(Passage shown)

------------------------------------------------

Low-code platforms enable building apps with minimal coding experience

So how does the NHS find a way to release these millions of hours and help make it even easier to introduce new processes which will help patients, without magnifying the load further?

This was the focus of a roundtable discussion on automation and low-code at the recent HSJ Digital Transformation Summit. Automation involves “robots” trained to perform repetitive work and “supervised” by a staff member or run “unsupervised” when triggered by a particular prompt. For example, at Berkshire Foundation Trust, robotic process automation was used to reduce a 20-minute physiotherapy referrals process to just three minutes, saving 226 days of staff time a year.

Low-code platforms enable building apps with minimal coding experience. The user is able to drag and drop component parts into an application, connect it into existing data flows, define workflows, and create user interfaces. This is then automatically converted into code without any further user involvement: Gartner has estimated the average cost to develop an app is 74 per cent less with Power Platform than with traditional coding methods. NHS trusts are already building apps to improve efficiencies using low-code for e-observations, collecting patient-reported outcome measures, streamlining the new starter experience, and managing compliance with SOPs and policies. These platforms enable a different type of collaboration, building highly bespoke yet affordable apps, ground up, and working with the front-line.

Our roundtable of senior digital leaders – predominantly chief information officers and chief technology officers – identified four focus areas to help scale automation efforts in the NHS:

  1. Governance: Understandably, one of the biggest concerns of teams is ensuring safe deployment. If “anybody” can build an app or a bot, does that create a risk of deploying unsafe, unsupervised apps into clinical environments? Mature trusts in this area are building a “Centre of Excellence”, providing a range of tools to manage oversight and deployment of technologies – such as dev, user acceptance testing, and test environments, role-based access controls, and oversight of apps being developed and deployed. Microsoft has a set of COE tools to enable governance here, already deployed in a number of NHS trusts.

------------------------------------------------

(Extracted material)
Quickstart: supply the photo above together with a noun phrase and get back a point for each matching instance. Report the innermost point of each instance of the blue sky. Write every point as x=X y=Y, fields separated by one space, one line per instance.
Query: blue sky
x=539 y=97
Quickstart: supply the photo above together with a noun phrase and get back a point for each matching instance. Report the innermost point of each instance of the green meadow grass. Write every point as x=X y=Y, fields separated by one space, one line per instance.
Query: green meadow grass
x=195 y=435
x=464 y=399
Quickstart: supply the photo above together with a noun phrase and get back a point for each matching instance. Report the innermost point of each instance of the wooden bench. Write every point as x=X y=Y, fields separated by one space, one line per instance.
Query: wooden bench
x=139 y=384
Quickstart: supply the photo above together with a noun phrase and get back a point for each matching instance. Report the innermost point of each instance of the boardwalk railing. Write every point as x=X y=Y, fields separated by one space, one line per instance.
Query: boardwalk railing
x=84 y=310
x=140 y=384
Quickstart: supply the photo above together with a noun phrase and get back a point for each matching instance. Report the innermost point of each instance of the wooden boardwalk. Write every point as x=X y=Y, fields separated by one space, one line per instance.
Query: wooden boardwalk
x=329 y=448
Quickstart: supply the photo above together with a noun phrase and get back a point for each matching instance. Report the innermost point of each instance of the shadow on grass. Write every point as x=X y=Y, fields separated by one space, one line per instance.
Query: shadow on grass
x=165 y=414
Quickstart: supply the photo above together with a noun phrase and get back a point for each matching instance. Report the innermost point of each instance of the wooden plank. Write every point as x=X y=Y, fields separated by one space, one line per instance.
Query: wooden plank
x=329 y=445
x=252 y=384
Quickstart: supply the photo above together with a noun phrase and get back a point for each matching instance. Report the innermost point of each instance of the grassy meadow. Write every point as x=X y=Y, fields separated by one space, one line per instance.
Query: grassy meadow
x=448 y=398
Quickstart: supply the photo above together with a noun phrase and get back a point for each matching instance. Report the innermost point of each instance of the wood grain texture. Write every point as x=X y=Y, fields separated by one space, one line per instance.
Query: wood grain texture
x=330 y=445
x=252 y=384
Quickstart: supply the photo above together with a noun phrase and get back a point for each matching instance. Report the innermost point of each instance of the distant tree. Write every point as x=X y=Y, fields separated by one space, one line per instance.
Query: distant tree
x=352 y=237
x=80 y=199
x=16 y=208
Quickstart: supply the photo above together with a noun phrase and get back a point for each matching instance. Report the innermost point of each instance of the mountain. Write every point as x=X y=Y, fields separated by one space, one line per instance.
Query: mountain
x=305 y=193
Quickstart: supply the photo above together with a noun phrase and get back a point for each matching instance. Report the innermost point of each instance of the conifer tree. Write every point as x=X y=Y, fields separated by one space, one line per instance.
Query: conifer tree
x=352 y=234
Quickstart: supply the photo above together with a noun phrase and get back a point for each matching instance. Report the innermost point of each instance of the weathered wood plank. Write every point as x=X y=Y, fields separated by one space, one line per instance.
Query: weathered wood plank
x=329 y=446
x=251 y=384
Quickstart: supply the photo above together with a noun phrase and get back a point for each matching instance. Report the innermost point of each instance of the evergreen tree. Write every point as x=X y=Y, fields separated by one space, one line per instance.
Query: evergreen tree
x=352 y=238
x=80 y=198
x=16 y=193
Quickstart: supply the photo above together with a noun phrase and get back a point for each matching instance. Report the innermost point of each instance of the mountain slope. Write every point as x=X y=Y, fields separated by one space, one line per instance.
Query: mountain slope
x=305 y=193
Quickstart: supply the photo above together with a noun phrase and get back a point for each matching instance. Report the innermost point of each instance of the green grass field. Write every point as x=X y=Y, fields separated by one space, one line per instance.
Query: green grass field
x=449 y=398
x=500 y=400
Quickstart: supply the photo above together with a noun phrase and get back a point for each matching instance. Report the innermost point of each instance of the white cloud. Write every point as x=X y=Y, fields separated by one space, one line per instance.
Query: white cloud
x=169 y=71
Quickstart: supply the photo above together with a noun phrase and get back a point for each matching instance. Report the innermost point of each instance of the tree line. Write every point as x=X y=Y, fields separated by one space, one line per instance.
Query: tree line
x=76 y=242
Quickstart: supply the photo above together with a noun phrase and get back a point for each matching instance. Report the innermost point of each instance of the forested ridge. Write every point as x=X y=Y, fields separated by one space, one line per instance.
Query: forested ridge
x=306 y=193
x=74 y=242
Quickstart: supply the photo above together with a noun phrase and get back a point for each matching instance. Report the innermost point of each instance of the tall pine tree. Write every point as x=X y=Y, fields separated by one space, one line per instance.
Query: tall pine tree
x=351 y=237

------------------------------------------------

(Exercise objective) Copy out the NHS low-code passage in full, word for word. Draw only on the NHS low-code passage, not on the rows.

(Solved exercise)
Low-code platforms enable building apps with minimal coding experience

So how does the NHS find a way to release these millions of hours and help make it even easier to introduce new processes which will help patients, without magnifying the load further?

This was the focus of a roundtable discussion on automation and low-code at the recent HSJ Digital Transformation Summit. Automation involves “robots” trained to perform repetitive work and “supervised” by a staff member or run “unsupervised” when triggered by a particular prompt. For example, at Berkshire Foundation Trust, robotic process automation was used to reduce a 20-minute physiotherapy referrals process to just three minutes, saving 226 days of staff time a year.

Low-code platforms enable building apps with minimal coding experience. The user is able to drag and drop component parts into an application, connect it into existing data flows, define workflows, and create user interfaces. This is then automatically converted into code without any further user involvement: Gartner has estimated the average cost to develop an app is 74 per cent less with Power Platform than with traditional coding methods. NHS trusts are already building apps to improve efficiencies using low-code for e-observations, collecting patient-reported outcome measures, streamlining the new starter experience, and managing compliance with SOPs and policies. These platforms enable a different type of collaboration, building highly bespoke yet affordable apps, ground up, and working with the front-line.

Our roundtable of senior digital leaders – predominantly chief information officers and chief technology officers – identified four focus areas to help scale automation efforts in the NHS:

  1. Governance: Understandably, one of the biggest concerns of teams is ensuring safe deployment. If “anybody” can build an app or a bot, does that create a risk of deploying unsafe, unsupervised apps into clinical environments? Mature trusts in this area are building a “Centre of Excellence”, providing a range of tools to manage oversight and deployment of technologies – such as dev, user acceptance testing, and test environments, role-based access controls, and oversight of apps being developed and deployed. Microsoft has a set of COE tools to enable governance here, already deployed in a number of NHS trusts.